### Excerto:
◆ ◆ ◆ ◆

Onze semanas, de Ernani Lemos (Portugal, Chiado Editora, 2015), é um romance sobre a difícil relação entre Claudia e sua filha Meg, que se encontram no momento final da vida da mãe, por conta de uma doença, e a quem a filha jamais perdoou o abandono.
No leito do hospital, vamos acompanhar essa difícil reaproximação entre as duas, a partir de pequenos relatos de Claudia, movidos a emoção e dor, feitos a partir de pedaços de um diário que ela escreveu exatamente para tentar explicar à filha o que estava na base daquele abandono, que segredos envolveram suas escolhas, suas decisões de afastá-la de si por duas vezes, o que praticamente inviabilizou a vida afetiva da filha, que carrega o forte sentimento de rejeição desde sempre, e a sensação de que o amor só pode machucar.
O pacto narrativo organiza-se em torno de um mistério, e esse mistério envolve mãe e filha - já aí temos uma linha de interesse tanto universal, quanto particular: relações familiares conflituosas estão na base das grandes tragédias, de que Édipo seria um dos fortes paradigmas; mais ainda, o mistério promete ser desvendado a partir de uma voz narrativa, a da mãe, que está à beira da morte, vítima de um câncer terminal, o que de imediato deflagra a cumplicidade de mulheres, mães ou não, porque todos nós somos filhos de uma mulher, e sendo filha/filho, há conflito, e a história desde já nos pertence; além disso, o recurso que a mãe utiliza para ir esclarecendo aos poucos os segredos que a filha busca sobre a mãe, sobre seu abandono e, logo, sobre o vazio que constituiu desde sempre sua vida, sua história - esse recurso é ir entregando aos poucos páginas de um diário que ela escreveu, caso um dia a filha viesse procurá-la.

◆ ◆ ◆ ◆

### Atividade:
Reproduza na íntegra o excerto sobre o romance Onze semanas, sem qualquer alteração. As linhas apresentadas a seguir são dispensáveis.

### Dados fornecidos:
◆ ◆ ◆ ◆

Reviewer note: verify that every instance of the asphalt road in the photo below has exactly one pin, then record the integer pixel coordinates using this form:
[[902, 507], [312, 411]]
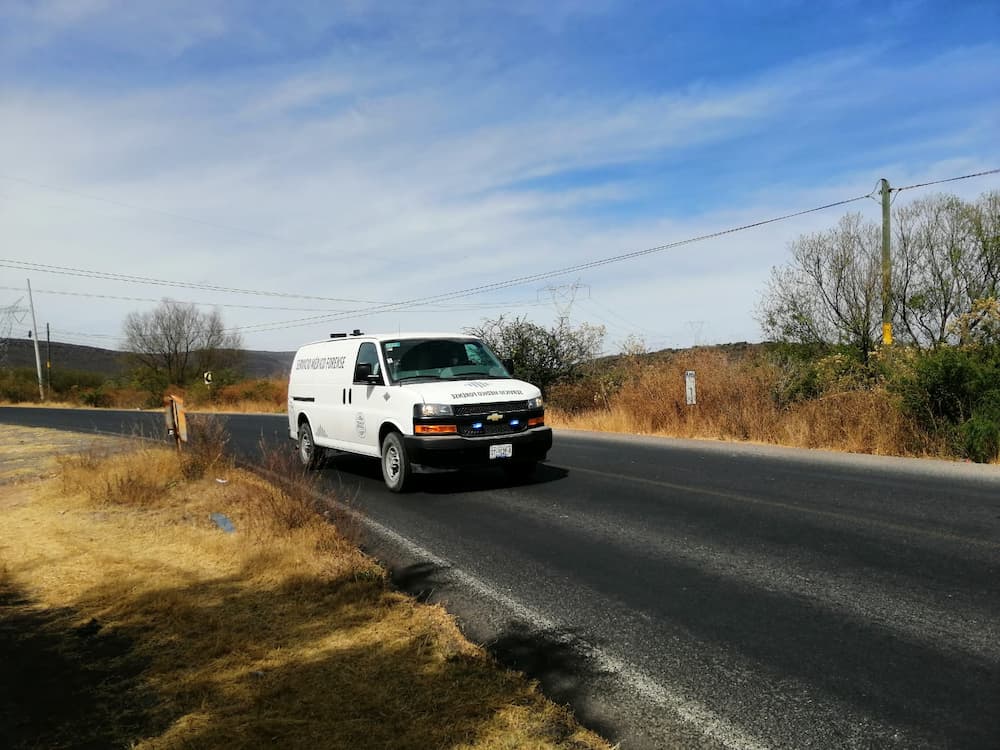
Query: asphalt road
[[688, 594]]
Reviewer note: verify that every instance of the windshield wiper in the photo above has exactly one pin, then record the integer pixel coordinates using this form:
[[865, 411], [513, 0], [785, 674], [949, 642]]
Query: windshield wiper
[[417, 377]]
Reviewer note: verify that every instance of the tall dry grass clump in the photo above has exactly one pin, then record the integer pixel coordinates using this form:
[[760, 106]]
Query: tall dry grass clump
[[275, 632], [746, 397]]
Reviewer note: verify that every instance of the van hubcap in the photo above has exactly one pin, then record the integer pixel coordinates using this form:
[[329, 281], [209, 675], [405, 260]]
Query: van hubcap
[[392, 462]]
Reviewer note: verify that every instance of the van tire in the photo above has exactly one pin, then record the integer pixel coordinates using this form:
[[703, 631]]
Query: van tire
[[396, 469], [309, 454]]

◆ ◆ ◆ ◆

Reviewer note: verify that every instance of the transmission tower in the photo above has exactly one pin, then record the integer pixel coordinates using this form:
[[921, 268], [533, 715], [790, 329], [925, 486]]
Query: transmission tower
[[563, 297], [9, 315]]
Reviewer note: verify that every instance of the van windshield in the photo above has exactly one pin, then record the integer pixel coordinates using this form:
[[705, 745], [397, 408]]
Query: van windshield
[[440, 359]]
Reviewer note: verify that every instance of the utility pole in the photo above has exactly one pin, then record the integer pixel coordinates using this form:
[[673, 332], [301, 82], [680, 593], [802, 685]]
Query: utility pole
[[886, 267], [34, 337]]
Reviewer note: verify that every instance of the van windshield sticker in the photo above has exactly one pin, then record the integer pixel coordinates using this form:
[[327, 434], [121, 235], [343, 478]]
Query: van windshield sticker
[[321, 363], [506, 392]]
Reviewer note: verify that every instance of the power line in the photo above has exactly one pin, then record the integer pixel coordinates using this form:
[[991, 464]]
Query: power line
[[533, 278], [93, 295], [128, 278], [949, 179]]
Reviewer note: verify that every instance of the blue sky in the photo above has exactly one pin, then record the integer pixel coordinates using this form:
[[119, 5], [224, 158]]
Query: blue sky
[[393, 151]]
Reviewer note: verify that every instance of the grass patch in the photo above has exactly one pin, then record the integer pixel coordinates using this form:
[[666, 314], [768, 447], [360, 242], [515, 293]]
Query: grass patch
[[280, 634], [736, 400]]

◆ ◆ ◆ ◆

### Resultado abaixo:
Onze semanas, de Ernani Lemos (Portugal, Chiado Editora, 2015), é um romance sobre a difícil relação entre Claudia e sua filha Meg, que se encontram no momento final da vida da mãe, por conta de uma doença, e a quem a filha jamais perdoou o abandono.
No leito do hospital, vamos acompanhar essa difícil reaproximação entre as duas, a partir de pequenos relatos de Claudia, movidos a emoção e dor, feitos a partir de pedaços de um diário que ela escreveu exatamente para tentar explicar à filha o que estava na base daquele abandono, que segredos envolveram suas escolhas, suas decisões de afastá-la de si por duas vezes, o que praticamente inviabilizou a vida afetiva da filha, que carrega o forte sentimento de rejeição desde sempre, e a sensação de que o amor só pode machucar.
O pacto narrativo organiza-se em torno de um mistério, e esse mistério envolve mãe e filha - já aí temos uma linha de interesse tanto universal, quanto particular: relações familiares conflituosas estão na base das grandes tragédias, de que Édipo seria um dos fortes paradigmas; mais ainda, o mistério promete ser desvendado a partir de uma voz narrativa, a da mãe, que está à beira da morte, vítima de um câncer terminal, o que de imediato deflagra a cumplicidade de mulheres, mães ou não, porque todos nós somos filhos de uma mulher, e sendo filha/filho, há conflito, e a história desde já nos pertence; além disso, o recurso que a mãe utiliza para ir esclarecendo aos poucos os segredos que a filha busca sobre a mãe, sobre seu abandono e, logo, sobre o vazio que constituiu desde sempre sua vida, sua história - esse recurso é ir entregando aos poucos páginas de um diário que ela escreveu, caso um dia a filha viesse procurá-la.